What to work on: Each record, minus any picture, should be returned exactly as written.

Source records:
= = = = = = =

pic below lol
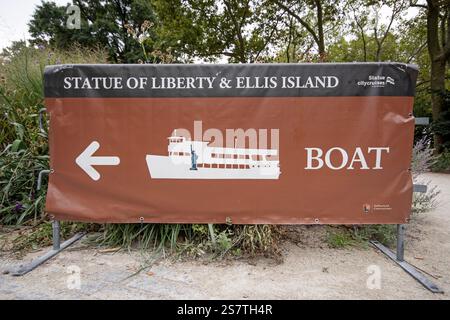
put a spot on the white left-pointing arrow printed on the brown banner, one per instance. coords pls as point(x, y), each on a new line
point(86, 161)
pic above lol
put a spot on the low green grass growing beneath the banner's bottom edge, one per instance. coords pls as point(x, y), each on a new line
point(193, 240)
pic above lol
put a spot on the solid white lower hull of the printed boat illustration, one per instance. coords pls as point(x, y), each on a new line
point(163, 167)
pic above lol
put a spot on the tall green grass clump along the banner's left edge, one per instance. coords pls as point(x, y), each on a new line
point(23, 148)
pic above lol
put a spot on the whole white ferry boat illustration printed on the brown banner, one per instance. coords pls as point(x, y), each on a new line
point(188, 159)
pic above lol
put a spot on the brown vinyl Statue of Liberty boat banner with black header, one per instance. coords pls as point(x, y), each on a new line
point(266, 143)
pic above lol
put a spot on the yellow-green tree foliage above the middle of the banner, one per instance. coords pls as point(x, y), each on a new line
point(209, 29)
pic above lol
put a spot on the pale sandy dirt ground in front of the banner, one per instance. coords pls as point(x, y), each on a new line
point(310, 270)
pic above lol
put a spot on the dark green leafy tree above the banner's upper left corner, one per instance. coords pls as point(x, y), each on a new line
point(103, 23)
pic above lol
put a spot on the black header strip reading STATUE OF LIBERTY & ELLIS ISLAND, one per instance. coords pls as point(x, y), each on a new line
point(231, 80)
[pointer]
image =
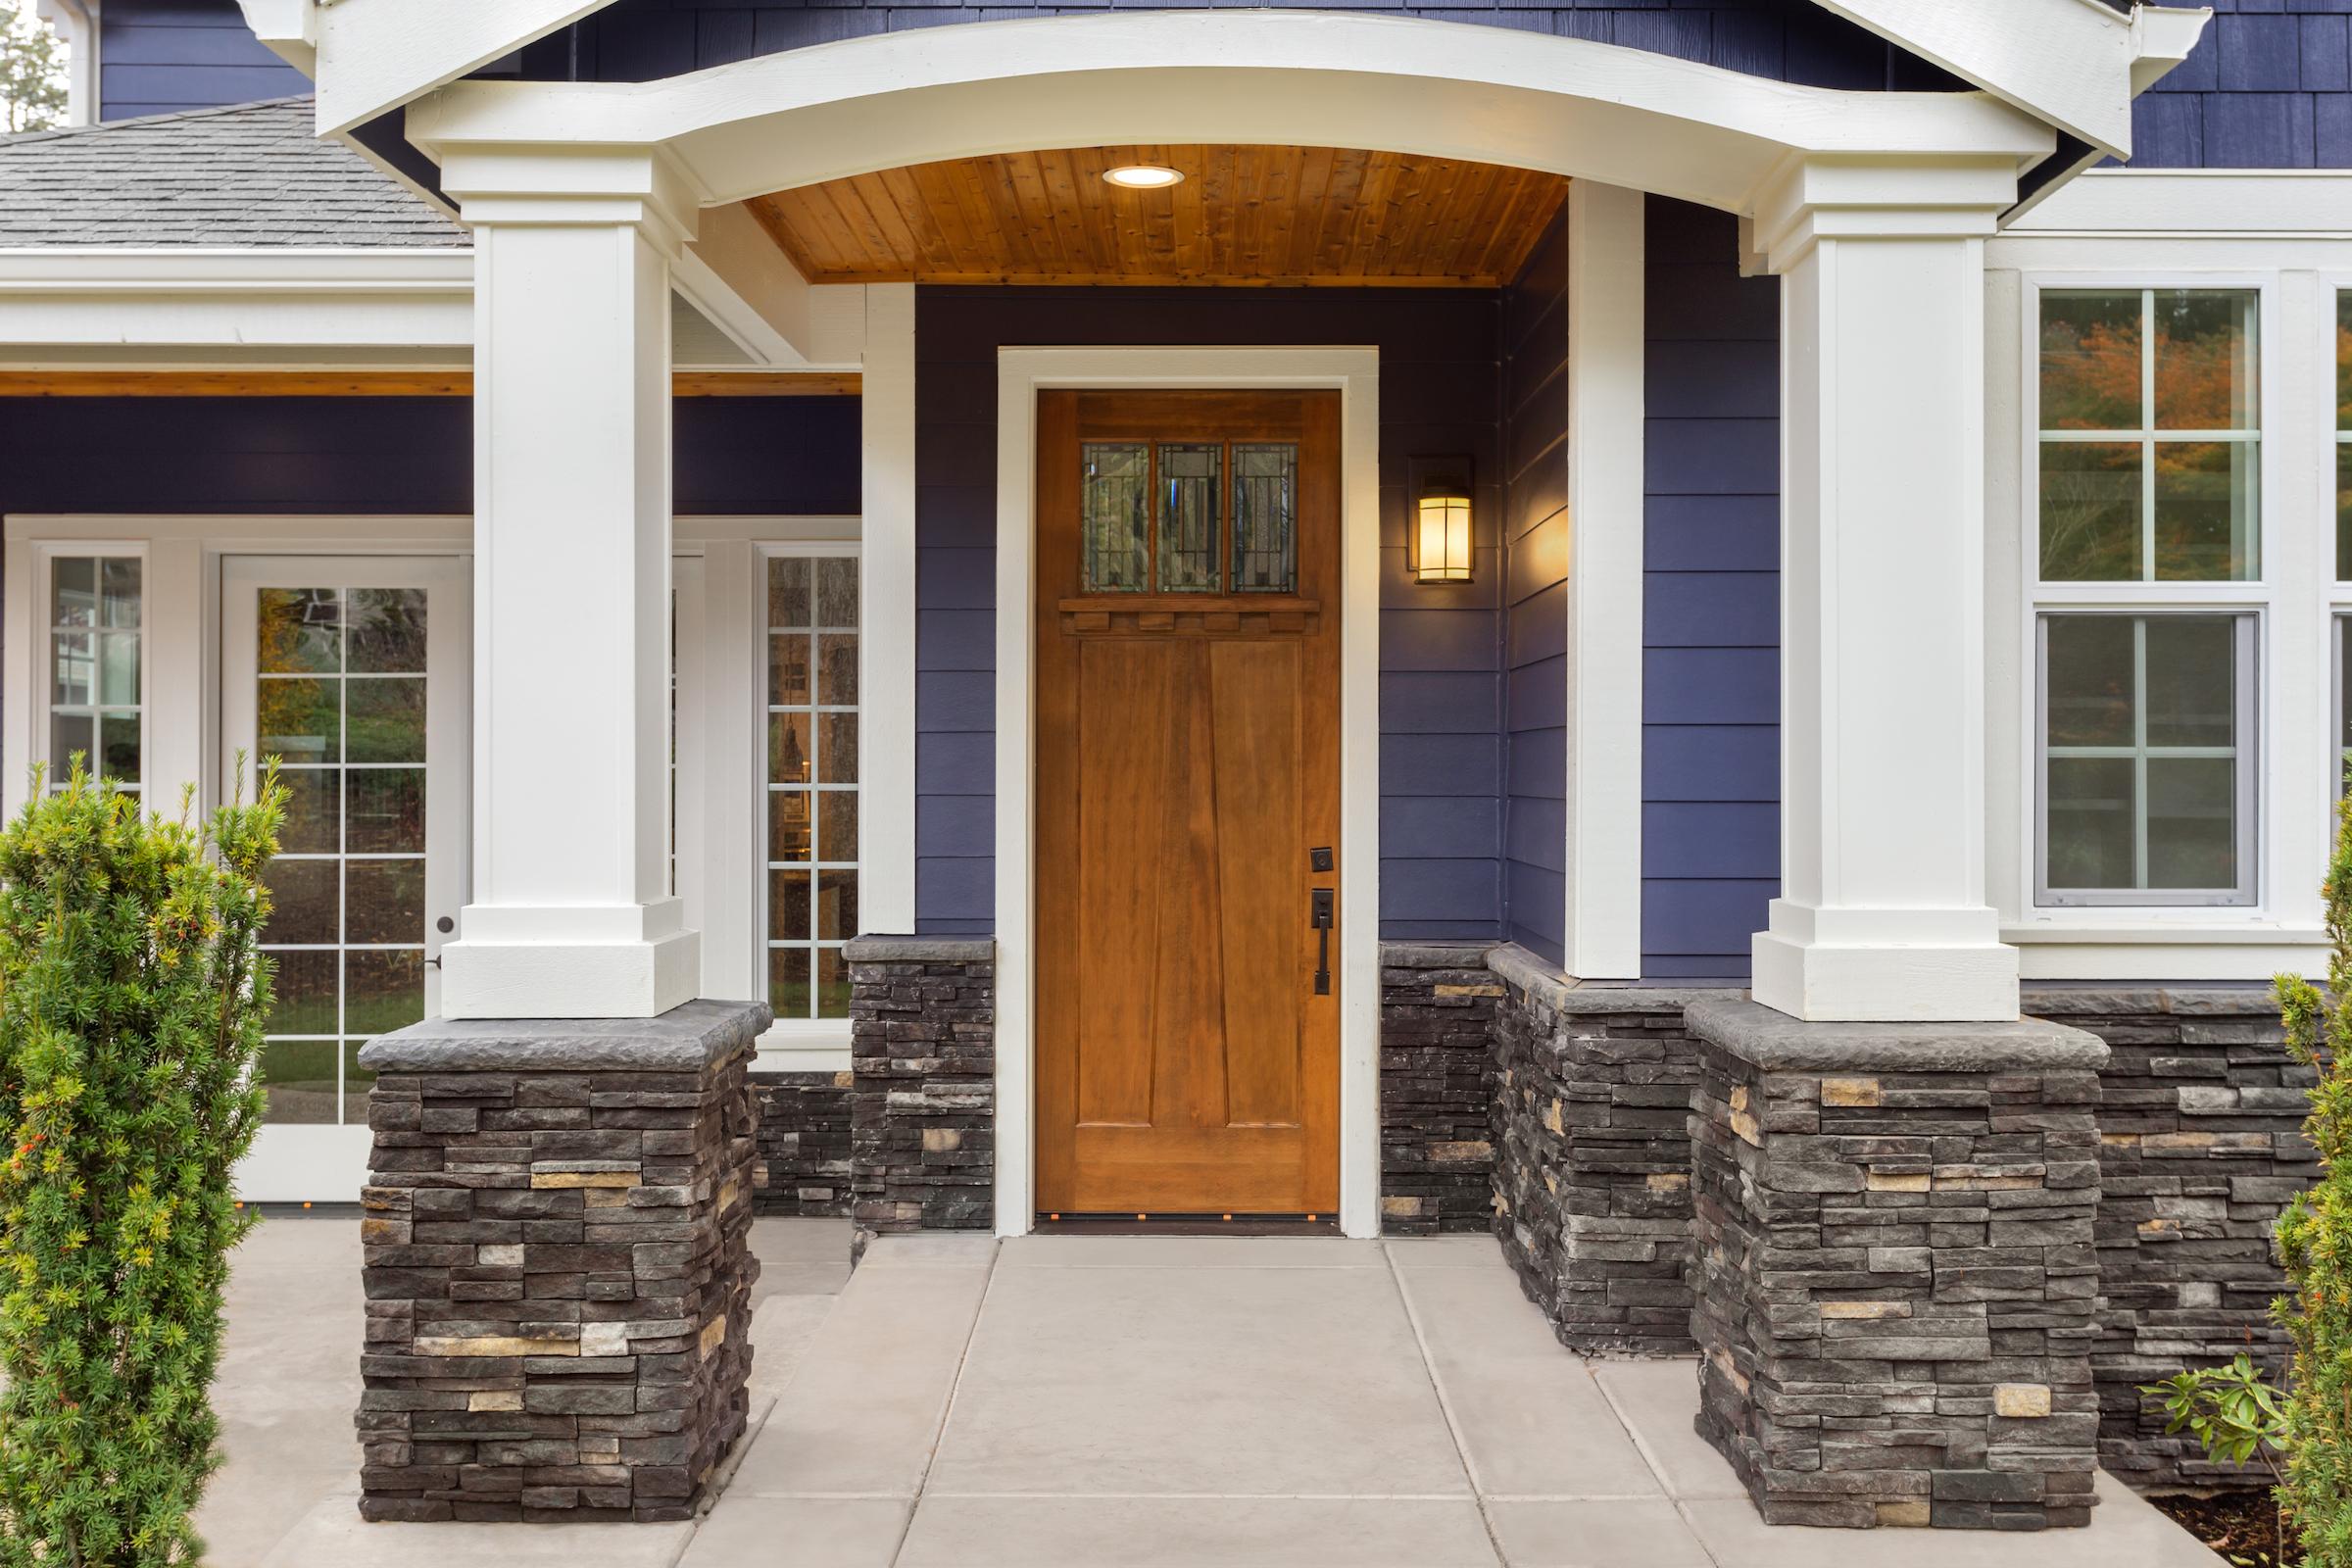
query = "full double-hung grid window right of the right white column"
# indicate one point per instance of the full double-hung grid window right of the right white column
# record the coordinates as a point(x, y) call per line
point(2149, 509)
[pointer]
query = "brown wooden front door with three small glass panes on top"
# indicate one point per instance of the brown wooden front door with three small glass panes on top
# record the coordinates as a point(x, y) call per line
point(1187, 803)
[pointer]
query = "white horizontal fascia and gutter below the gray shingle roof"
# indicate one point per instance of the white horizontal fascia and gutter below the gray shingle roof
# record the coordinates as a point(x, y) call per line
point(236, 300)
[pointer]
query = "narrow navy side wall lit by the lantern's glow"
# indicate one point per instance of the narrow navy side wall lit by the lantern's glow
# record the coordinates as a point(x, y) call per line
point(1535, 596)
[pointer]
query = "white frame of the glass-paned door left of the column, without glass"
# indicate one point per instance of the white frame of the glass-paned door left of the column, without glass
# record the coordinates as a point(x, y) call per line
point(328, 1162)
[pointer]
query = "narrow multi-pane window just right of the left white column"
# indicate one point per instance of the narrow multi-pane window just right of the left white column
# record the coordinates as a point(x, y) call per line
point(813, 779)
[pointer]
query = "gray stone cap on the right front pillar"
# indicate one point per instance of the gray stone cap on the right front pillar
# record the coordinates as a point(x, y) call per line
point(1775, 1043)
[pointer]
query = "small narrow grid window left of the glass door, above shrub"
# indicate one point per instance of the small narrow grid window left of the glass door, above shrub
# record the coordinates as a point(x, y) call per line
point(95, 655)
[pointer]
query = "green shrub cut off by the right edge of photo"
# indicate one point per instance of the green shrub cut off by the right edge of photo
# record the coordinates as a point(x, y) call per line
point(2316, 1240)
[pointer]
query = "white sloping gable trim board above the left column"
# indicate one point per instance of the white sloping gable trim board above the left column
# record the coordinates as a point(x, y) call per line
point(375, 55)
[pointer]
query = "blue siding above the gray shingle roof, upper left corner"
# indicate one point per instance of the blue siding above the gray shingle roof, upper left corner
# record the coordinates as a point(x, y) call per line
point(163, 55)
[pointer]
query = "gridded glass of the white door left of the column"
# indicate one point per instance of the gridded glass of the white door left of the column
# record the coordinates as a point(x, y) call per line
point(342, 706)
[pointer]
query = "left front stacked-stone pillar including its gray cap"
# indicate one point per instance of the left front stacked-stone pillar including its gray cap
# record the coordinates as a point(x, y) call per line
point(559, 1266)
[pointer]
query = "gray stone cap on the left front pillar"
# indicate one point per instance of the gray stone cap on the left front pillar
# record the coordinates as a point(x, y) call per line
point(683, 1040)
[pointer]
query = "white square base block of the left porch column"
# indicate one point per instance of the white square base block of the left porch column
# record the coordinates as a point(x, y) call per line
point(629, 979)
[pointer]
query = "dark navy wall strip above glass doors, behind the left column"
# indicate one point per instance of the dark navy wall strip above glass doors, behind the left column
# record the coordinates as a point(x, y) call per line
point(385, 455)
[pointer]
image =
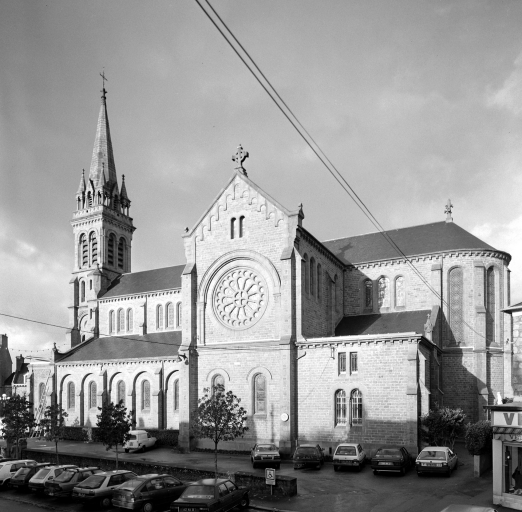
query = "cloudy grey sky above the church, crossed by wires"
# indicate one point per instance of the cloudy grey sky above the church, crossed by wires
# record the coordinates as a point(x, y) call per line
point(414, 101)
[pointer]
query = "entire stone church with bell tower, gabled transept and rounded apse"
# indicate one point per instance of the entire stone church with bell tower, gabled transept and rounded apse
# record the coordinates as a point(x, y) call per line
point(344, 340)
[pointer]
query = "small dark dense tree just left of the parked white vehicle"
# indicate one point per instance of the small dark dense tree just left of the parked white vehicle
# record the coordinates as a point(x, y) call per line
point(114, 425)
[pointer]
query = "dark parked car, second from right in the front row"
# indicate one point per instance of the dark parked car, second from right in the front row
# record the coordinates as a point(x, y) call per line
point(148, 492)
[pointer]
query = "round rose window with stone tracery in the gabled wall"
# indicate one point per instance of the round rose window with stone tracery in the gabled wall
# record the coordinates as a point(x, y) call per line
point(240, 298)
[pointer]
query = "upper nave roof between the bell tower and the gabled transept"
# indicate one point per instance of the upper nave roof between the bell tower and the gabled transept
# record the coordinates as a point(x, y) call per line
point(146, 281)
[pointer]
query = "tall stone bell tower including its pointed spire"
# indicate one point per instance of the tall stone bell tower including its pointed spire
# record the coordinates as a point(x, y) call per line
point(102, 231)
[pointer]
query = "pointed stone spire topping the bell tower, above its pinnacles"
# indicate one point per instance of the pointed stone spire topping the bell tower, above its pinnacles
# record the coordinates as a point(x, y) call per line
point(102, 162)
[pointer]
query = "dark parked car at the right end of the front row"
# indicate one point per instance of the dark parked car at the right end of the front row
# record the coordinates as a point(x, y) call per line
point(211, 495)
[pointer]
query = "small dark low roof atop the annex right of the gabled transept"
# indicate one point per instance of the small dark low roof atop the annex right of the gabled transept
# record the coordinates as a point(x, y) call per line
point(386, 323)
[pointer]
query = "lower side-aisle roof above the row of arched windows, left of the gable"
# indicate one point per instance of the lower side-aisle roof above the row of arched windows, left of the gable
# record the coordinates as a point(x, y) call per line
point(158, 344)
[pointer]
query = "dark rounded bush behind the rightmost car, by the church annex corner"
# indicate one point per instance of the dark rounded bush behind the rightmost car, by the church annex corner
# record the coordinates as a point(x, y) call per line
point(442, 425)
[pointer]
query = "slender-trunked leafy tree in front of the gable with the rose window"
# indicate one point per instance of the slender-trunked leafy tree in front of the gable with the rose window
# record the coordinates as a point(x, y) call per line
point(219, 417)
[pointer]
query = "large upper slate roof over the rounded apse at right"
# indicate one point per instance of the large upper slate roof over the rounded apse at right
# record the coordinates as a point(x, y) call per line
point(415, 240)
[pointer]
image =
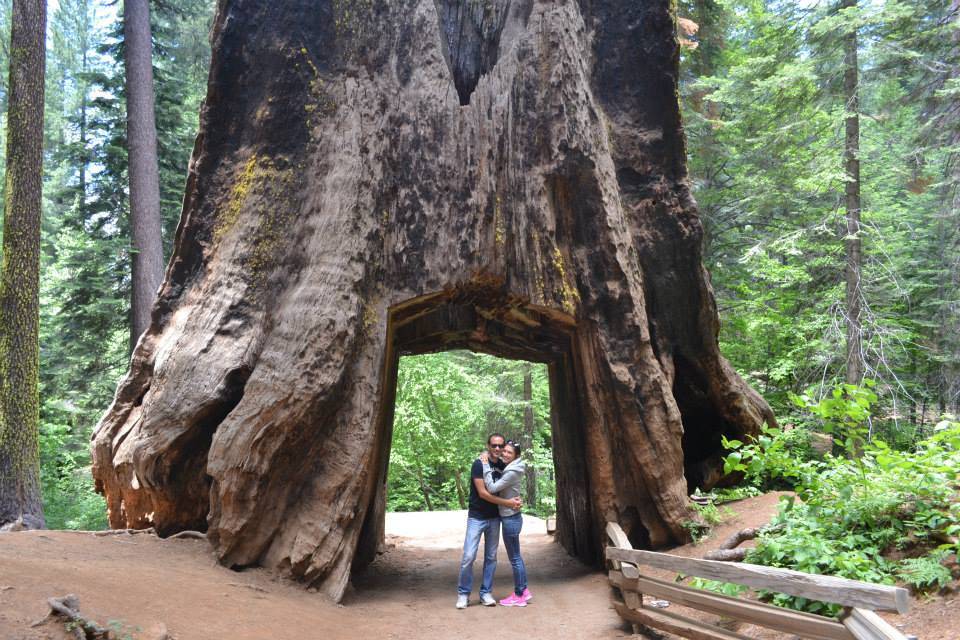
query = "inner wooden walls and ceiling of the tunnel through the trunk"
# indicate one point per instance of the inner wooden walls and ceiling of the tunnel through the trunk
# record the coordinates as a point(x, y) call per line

= = = = = = =

Solved exercise:
pic below lol
put a spot on the white left-pointing arrow printed on the brown banner, one per instance. coords pls as point(x, y), each on a new line
point(86, 161)
pic above lol
put a spot on the low green grass growing beneath the banner's bottom edge, one per instance. coords pls as point(x, y), each on a new line
point(193, 240)
pic above lol
put a spot on the solid white lower hull of the printed boat illustration, one per instance. coords pls as point(x, y), each on a new line
point(163, 167)
pic above lol
put a spot on the tall green grass clump along the banner's left edge, one per instance. coords pls as point(x, y), each on a new line
point(23, 148)
pic above lol
put a spot on the whole white ferry boat illustration printed on the brown banner, one per instance. coords pls as point(x, y), each on a new line
point(188, 159)
pic above lol
put a spot on the brown vinyl Statue of Liberty boat banner with black header, one per instance. coords pls as point(x, y), each on a new line
point(266, 143)
pic above lol
put a spot on the yellow-green tree foliage above the middle of the banner, one per instance. coords pls as point(x, y), each on a new line
point(209, 29)
pic above lol
put a spot on the pale sandy dirt ground in front of the banner, one per instance. coords pls as point(x, y), each on a new line
point(310, 270)
pic above lol
put a spot on the dark green leafy tree above the banner's upper left corner, one per instance. coords pls as point(x, y), each on a new line
point(103, 23)
pic above lol
put a spot on the black header strip reading STATUE OF LIBERTY & ELLIS ISLAND, one per instance. coords pls as point(x, y), each on a new line
point(231, 80)
[pointer]
image =
query = "full double-hung grid window right of the right white column"
# indicate one point per instance of the full double-hung grid window right of the right white column
# record the coordinates as a point(x, y) call per line
point(2149, 509)
[pointer]
query = "brown wooden front door with three small glass panes on top"
# indicate one point per instance of the brown wooden front door with three small glass panes on top
# record the coordinates as a point(x, y) call per line
point(1187, 803)
[pointer]
query = "white horizontal fascia and gutter below the gray shingle roof"
# indicate one point per instance of the white horizontal fascia and gutter below the gray shingle roof
# record the coordinates as a point(x, y) call per line
point(236, 300)
[pointer]
query = "narrow navy side wall lit by the lantern's glow"
# indicate one point per instance of the narrow navy side wall lit by the lantern's glow
# record the coordinates as a point(x, y) call per line
point(1535, 596)
[pointer]
query = "white frame of the glass-paned door left of the column, without glass"
# indicate one point per instance of the white frame of the glass-paned door left of the column, without glass
# record the coordinates as a point(x, y) call per line
point(328, 1162)
[pointer]
query = "narrow multi-pane window just right of the left white column"
# indicate one point per instance of the narrow multi-pane window just right of the left white column
# record the coordinates as a point(x, y) call per line
point(813, 779)
[pointer]
query = "gray stone cap on the right front pillar"
# indicate one point per instance of the gray stone cap on the right front pillar
# record the coordinates as a point(x, y) call per line
point(1775, 1043)
[pointer]
query = "small narrow grid window left of the glass door, above shrub"
# indicate one point per instance of the small narrow grid window left of the glass door, above shrub
# record the coordinates as a point(x, y) call per line
point(95, 655)
[pointer]
query = "green shrub cut off by the right edge of photo"
# indicate one point per instance of the green shrub cut off by the right edge of photo
# record the coordinates as a point(x, y) call per line
point(2316, 1240)
[pointer]
query = "white sloping gable trim board above the left column"
# indicate one point per instance of the white sloping gable trim board above the left column
# record the coordinates as a point(x, y) call per line
point(375, 55)
[pointer]
query = "blue siding above the gray shingle roof, upper left corner"
# indicate one point per instance of the blue siding above the gray shingle roof, upper left corner
# record the coordinates as a point(x, y) call per line
point(163, 55)
[pointer]
query = "gridded glass of the white door left of the column"
# indicate one point per instance of the gridded glass of the white door left of the column
# record the coordinates as a point(x, y) call per line
point(342, 706)
[pointer]
query = "left front stacked-stone pillar including its gray cap"
# indicate one point per instance of the left front stacked-stone pillar including its gray cap
# record the coordinates as a point(x, y) call per line
point(559, 1266)
[pointer]
query = "gray stone cap on the left front pillar"
# indicate one point per instance of the gray stone cap on the left front pillar
# record the coordinates as a point(x, y) call per line
point(683, 1040)
[pointer]
query = "white square base block of the left porch column"
# indicate one point per instance of the white square base block of the left porch column
# record the coordinates as a point(x, y) call per line
point(629, 979)
[pointer]
query = "dark navy wall strip above glass doors, behind the left column"
# indicate one point per instance of the dark navy wall strip above glass doors, behind the left column
# record the coordinates as a point(x, y) call per line
point(385, 455)
[pointer]
image =
query = "cloudy grey sky above the church, crossed by wires"
# indicate one point per instance of the cloudy grey sky above the church, crossed by wires
# record the coordinates as a point(x, y) call per line
point(414, 101)
[pointer]
query = "entire stone church with bell tower, gabled transept and rounded apse"
# indicate one point per instance of the entire stone church with bell tower, gabled transept and rounded apse
# record the coordinates as a point(x, y) call per line
point(344, 340)
[pointer]
query = "small dark dense tree just left of the parked white vehicle"
# indicate one point per instance of the small dark dense tree just left of the parked white vehicle
# record the coordinates as a point(x, y) call per line
point(114, 425)
[pointer]
query = "dark parked car, second from right in the front row"
# indicate one point per instance of the dark parked car, second from right in the front row
# record the coordinates as a point(x, y) call per line
point(148, 492)
[pointer]
query = "round rose window with stone tracery in the gabled wall"
# indicate one point per instance of the round rose window with stone tracery in the gabled wall
# record the coordinates as a point(x, y) call per line
point(240, 298)
[pointer]
query = "upper nave roof between the bell tower and the gabled transept"
# indicate one point per instance of the upper nave roof between the bell tower and the gabled transept
# record the coordinates as a point(x, y) call per line
point(146, 281)
[pointer]
query = "tall stone bell tower including its pointed spire"
# indicate one point per instance of the tall stone bell tower including its pointed spire
# record the coordinates as a point(x, y) call per line
point(102, 231)
[pointer]
query = "pointed stone spire topping the bell tower, above its pinnacles"
# indicate one point per instance of the pointed stone spire topping the bell tower, above its pinnacles
# record the coordinates as a point(x, y) call per line
point(102, 162)
[pointer]
query = "dark parked car at the right end of the front row"
# indicate one point per instance of the dark parked car at the right end of the front row
# record the coordinates as a point(x, y) call per line
point(211, 495)
[pointer]
query = "small dark low roof atop the annex right of the gabled transept"
# indicate one point per instance of the small dark low roof atop the annex right of the gabled transept
# record the coordinates as a point(x, y) call per line
point(386, 323)
[pointer]
query = "lower side-aisle roof above the row of arched windows, left of the gable"
# indicate one point per instance of the lower side-aisle roof above the row of arched windows, left of the gable
# record the coordinates as a point(x, y) call per line
point(158, 344)
[pointer]
query = "dark rounded bush behind the rightmost car, by the church annex corner"
# indicate one point per instance of the dark rounded bush behind the rightmost car, by the church annex corner
# record the coordinates as a point(x, y) call per line
point(442, 425)
[pointer]
query = "slender-trunked leafy tree in front of the gable with the rose window"
# indicate one point per instance of the slender-trunked leafy tree in front of the gable with the rose window
# record the coordinates as a point(x, y) call per line
point(219, 417)
[pointer]
query = "large upper slate roof over the rounded apse at right"
# indicate one point per instance of the large upper slate roof over the rounded apse at right
# record the coordinates as a point(x, y) call per line
point(415, 240)
[pointer]
image =
query = "inner wooden walls and ceiling of the tunnel through the trunk"
# indicate one point per instance of the inner wooden walls and ceiling of the tunnel through the trunk
# record the coordinates as a point(x, y) call per line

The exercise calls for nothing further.